* WHAT YOU SHOULD DO:
Output exactly, please, the lines of the records below from the one containing "concrete promenade, a" through the final line.

======== DATA EXTRACTS

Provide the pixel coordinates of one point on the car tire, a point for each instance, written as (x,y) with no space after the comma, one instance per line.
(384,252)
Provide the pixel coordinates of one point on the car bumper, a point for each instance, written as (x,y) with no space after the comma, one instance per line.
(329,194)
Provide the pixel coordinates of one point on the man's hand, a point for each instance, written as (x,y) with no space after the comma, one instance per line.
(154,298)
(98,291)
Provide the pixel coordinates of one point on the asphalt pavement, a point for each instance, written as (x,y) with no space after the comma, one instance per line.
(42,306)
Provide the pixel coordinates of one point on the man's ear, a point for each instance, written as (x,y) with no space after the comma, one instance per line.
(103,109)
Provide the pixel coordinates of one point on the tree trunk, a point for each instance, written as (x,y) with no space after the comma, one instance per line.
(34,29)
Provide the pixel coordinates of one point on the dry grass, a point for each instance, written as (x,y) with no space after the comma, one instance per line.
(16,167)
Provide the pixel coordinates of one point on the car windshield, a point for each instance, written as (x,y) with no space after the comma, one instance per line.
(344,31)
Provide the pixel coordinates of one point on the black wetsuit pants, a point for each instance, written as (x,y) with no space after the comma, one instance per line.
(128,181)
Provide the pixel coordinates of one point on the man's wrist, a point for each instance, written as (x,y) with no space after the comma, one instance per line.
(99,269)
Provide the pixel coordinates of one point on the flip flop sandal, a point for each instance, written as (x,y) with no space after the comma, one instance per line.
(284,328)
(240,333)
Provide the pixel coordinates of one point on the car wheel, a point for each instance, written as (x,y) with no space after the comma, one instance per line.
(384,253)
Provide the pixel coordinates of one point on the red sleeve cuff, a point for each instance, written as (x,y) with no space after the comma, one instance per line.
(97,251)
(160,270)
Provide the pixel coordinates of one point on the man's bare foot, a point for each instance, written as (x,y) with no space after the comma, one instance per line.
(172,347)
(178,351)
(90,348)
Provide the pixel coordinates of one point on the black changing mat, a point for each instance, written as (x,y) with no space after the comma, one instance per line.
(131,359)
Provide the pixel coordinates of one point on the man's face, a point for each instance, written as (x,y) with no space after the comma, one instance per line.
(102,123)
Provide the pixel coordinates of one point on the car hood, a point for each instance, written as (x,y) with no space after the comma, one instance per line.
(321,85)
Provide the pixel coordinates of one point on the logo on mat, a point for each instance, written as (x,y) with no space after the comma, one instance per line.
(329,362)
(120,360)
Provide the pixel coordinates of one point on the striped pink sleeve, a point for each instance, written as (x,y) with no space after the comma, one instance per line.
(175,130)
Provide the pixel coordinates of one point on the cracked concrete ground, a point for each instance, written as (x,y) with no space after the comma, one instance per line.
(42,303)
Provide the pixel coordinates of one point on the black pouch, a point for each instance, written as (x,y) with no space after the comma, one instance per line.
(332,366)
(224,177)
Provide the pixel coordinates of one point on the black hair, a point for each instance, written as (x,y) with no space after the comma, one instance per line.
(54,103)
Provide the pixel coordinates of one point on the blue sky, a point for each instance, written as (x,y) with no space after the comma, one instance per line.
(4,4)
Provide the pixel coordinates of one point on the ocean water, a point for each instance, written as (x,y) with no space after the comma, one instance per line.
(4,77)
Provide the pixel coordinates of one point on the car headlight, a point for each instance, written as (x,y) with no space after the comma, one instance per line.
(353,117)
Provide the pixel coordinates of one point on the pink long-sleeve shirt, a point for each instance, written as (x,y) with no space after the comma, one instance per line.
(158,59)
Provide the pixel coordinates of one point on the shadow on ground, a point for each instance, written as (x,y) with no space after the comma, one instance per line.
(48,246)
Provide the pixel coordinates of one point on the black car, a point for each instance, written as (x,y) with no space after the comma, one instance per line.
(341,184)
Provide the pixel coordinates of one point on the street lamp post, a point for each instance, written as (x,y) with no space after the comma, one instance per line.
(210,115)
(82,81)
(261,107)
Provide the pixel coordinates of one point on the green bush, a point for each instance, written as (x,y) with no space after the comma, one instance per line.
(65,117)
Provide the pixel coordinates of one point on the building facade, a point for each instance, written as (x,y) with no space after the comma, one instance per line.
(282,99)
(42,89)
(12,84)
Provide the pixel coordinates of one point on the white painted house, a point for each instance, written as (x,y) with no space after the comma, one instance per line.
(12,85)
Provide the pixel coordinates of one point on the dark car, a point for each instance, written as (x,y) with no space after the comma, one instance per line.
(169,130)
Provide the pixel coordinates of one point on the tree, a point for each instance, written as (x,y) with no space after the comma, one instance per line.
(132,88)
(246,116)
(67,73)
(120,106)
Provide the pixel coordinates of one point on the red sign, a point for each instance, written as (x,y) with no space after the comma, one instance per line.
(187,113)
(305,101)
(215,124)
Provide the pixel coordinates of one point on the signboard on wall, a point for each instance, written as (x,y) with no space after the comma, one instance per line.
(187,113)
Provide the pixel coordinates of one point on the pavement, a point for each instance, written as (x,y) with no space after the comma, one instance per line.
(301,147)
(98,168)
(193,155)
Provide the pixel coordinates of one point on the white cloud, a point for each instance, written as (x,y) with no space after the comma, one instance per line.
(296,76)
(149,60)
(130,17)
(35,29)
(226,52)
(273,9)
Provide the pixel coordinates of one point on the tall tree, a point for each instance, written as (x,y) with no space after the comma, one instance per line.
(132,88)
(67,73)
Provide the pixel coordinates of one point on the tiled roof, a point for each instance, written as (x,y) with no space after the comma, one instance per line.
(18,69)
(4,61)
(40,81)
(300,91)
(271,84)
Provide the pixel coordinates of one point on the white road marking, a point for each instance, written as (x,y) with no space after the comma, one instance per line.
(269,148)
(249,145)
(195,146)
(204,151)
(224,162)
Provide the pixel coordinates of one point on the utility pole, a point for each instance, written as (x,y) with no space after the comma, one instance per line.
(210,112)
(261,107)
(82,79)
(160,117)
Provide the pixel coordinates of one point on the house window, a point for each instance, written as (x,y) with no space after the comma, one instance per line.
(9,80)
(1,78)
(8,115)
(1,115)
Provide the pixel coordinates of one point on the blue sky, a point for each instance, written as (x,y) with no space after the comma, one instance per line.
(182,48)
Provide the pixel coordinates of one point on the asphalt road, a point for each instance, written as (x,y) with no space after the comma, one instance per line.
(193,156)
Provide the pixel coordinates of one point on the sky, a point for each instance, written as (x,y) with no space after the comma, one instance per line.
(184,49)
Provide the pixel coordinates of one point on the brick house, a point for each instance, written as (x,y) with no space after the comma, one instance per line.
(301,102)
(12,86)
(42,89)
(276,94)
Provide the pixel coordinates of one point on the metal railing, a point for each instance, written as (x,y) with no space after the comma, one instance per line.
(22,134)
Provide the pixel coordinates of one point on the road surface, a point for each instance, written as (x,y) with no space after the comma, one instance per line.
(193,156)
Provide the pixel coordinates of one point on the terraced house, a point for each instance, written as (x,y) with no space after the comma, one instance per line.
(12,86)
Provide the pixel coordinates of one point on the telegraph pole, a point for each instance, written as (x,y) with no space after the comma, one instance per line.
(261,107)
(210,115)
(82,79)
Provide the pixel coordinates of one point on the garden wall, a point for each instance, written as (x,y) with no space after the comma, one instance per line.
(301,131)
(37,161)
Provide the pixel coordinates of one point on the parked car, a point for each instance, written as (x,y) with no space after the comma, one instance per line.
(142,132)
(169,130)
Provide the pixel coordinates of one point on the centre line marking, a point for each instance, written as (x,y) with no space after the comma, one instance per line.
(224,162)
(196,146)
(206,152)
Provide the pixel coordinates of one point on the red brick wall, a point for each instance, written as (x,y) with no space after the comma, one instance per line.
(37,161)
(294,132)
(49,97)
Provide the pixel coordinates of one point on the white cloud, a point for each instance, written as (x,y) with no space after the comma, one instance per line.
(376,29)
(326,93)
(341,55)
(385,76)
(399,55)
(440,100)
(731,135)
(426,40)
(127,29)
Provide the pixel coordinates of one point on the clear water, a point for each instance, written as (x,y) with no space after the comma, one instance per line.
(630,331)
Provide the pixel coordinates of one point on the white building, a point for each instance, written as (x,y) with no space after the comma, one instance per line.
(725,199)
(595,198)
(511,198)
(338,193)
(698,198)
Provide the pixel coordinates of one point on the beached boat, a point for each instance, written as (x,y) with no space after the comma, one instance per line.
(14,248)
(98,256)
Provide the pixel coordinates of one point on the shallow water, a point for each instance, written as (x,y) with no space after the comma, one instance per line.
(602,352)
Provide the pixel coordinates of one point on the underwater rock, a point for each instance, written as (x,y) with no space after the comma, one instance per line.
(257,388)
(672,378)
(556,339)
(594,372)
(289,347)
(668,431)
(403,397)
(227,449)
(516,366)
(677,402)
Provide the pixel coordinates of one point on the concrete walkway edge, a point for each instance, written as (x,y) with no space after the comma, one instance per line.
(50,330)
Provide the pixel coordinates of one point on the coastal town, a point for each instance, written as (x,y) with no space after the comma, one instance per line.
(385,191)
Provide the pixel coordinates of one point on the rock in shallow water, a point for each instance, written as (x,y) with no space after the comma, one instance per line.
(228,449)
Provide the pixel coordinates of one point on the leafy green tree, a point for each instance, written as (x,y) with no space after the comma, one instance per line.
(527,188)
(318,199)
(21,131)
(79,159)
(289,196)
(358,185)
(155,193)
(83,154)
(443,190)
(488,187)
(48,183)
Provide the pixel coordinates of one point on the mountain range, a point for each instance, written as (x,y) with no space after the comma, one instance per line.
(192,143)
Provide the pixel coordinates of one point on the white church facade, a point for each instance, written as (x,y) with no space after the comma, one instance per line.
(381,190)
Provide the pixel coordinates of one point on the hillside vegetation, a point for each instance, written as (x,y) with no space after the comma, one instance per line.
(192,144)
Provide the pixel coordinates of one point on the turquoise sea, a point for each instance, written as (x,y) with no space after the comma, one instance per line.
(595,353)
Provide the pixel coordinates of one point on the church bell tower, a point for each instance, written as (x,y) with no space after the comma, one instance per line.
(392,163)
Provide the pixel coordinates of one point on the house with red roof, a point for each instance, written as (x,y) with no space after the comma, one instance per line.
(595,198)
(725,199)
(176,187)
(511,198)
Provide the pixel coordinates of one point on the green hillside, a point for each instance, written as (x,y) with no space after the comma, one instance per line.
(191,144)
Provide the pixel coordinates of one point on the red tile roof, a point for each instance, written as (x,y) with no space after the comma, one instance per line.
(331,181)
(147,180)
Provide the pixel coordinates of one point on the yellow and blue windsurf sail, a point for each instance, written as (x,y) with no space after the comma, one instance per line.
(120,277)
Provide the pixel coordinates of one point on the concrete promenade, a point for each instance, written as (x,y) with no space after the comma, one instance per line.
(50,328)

================

* PROBLEM SOLUTION:
Provide the pixel coordinates of one point on the concrete promenade, a point for each instance, written as (x,y) with no space after the comma, one instance per line.
(50,328)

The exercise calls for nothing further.